■ **What is being asked**
Using the entries below, copy out all lines where "navy" is found.
___ Data
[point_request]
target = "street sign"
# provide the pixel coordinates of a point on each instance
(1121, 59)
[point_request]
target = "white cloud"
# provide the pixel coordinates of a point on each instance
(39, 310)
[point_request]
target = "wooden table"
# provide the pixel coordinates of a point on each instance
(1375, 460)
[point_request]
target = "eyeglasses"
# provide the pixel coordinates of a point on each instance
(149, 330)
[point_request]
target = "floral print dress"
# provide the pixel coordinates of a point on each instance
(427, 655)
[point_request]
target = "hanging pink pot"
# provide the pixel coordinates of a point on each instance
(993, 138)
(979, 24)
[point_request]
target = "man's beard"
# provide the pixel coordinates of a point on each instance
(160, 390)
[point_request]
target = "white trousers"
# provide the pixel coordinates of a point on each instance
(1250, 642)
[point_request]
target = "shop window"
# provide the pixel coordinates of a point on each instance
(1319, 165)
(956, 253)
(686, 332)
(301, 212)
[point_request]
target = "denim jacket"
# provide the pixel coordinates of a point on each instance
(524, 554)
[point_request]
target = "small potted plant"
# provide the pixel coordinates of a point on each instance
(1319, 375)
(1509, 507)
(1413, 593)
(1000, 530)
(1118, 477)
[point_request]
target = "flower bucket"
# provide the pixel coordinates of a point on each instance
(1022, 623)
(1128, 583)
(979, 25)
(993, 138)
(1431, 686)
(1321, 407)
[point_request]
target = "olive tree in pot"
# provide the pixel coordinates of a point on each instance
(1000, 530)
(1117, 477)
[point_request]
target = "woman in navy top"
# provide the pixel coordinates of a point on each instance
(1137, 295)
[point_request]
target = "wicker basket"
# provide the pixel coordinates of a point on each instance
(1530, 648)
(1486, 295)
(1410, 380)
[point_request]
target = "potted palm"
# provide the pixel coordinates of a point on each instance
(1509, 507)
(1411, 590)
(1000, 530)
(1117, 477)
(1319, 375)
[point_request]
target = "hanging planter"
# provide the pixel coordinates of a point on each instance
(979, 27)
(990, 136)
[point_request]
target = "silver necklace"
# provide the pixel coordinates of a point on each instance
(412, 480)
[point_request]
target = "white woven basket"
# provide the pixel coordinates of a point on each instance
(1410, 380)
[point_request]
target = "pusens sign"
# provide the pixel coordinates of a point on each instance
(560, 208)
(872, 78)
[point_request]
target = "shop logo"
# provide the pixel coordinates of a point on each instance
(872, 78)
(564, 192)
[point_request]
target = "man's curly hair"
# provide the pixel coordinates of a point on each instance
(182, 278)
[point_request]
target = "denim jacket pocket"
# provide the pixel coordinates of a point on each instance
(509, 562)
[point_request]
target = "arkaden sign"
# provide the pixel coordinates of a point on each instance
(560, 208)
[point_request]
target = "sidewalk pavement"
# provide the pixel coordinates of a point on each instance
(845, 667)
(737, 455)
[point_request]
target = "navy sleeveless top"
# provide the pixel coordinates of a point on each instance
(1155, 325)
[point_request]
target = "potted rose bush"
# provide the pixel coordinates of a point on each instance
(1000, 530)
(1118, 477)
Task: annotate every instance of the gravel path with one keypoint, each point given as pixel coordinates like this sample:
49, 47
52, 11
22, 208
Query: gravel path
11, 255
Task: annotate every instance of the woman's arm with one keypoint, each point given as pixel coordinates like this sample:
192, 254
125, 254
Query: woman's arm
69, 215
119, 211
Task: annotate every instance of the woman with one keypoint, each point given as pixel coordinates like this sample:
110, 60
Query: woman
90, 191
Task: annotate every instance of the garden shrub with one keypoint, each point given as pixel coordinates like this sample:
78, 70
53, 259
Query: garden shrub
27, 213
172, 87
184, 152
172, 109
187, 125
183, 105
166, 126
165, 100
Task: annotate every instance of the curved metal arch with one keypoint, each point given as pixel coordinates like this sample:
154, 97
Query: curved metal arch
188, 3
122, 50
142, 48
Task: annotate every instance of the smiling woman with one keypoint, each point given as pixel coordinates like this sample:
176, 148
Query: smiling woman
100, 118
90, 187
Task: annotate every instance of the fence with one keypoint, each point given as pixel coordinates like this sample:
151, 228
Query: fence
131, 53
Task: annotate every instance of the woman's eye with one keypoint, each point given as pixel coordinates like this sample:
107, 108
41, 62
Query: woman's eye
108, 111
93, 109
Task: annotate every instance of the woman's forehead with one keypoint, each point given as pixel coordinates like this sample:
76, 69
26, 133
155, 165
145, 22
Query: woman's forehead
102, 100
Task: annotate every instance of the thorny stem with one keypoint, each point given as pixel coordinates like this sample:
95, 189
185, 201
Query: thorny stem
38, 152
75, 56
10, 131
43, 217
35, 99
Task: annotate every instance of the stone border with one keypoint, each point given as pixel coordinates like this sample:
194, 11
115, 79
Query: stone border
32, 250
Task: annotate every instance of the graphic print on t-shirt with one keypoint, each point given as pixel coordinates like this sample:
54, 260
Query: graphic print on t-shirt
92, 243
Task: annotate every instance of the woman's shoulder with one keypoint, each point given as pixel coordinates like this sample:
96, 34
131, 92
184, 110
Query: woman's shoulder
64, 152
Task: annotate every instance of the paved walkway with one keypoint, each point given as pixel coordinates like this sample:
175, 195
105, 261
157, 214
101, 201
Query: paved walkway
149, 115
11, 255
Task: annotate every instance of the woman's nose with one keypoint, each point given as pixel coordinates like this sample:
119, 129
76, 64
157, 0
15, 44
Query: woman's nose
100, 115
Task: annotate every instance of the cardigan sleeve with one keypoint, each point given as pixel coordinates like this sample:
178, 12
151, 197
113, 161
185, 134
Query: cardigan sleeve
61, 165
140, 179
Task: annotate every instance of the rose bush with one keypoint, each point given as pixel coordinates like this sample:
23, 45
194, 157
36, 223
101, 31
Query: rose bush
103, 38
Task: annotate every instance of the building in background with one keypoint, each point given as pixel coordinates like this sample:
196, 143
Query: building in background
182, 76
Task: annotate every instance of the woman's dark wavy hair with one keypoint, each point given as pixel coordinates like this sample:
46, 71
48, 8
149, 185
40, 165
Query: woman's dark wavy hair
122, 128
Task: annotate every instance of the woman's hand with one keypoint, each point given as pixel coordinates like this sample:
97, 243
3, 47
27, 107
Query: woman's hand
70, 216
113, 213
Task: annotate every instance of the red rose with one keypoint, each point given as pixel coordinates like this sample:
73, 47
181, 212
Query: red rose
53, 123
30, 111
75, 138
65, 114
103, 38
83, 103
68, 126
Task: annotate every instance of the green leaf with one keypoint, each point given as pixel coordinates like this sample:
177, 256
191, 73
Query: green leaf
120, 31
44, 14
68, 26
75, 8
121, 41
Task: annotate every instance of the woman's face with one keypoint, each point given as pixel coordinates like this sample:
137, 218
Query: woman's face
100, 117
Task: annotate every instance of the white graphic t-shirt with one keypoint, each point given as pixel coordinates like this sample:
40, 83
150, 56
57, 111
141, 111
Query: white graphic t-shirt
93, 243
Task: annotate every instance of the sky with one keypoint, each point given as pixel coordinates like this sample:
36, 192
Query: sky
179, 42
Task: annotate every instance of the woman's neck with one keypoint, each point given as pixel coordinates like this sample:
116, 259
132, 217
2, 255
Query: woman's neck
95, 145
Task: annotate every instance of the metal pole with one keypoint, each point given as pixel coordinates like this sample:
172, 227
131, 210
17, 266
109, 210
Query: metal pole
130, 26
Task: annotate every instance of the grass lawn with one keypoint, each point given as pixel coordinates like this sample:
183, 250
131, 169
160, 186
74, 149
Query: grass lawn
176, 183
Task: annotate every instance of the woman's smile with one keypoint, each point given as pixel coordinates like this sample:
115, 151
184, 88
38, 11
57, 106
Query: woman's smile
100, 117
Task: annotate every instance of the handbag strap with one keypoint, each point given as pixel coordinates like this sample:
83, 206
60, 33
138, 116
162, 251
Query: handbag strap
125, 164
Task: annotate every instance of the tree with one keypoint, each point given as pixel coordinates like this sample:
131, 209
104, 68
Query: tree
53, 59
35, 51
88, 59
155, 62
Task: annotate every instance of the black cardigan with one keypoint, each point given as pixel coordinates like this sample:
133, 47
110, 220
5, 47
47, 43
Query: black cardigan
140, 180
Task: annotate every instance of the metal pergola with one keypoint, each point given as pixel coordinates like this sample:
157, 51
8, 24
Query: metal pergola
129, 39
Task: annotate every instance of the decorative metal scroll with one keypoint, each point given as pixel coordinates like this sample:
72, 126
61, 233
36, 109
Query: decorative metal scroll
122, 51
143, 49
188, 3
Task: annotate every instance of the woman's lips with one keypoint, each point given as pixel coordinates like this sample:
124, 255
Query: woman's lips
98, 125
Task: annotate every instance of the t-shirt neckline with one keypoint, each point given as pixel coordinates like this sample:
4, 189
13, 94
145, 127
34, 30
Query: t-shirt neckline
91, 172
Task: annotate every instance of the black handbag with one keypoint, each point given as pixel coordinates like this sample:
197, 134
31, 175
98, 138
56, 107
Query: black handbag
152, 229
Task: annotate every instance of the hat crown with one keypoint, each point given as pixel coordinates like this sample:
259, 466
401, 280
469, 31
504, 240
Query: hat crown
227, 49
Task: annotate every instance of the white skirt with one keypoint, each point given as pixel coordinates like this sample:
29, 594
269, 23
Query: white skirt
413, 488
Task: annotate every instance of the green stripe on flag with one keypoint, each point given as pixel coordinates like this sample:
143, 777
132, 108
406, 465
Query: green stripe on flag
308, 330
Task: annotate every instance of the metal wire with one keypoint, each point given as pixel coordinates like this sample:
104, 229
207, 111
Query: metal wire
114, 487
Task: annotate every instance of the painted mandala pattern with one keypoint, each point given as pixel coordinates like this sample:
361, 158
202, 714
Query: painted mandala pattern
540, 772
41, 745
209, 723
______
■ **Answer box**
target = "woman in navy top"
target = "navy sleeveless top"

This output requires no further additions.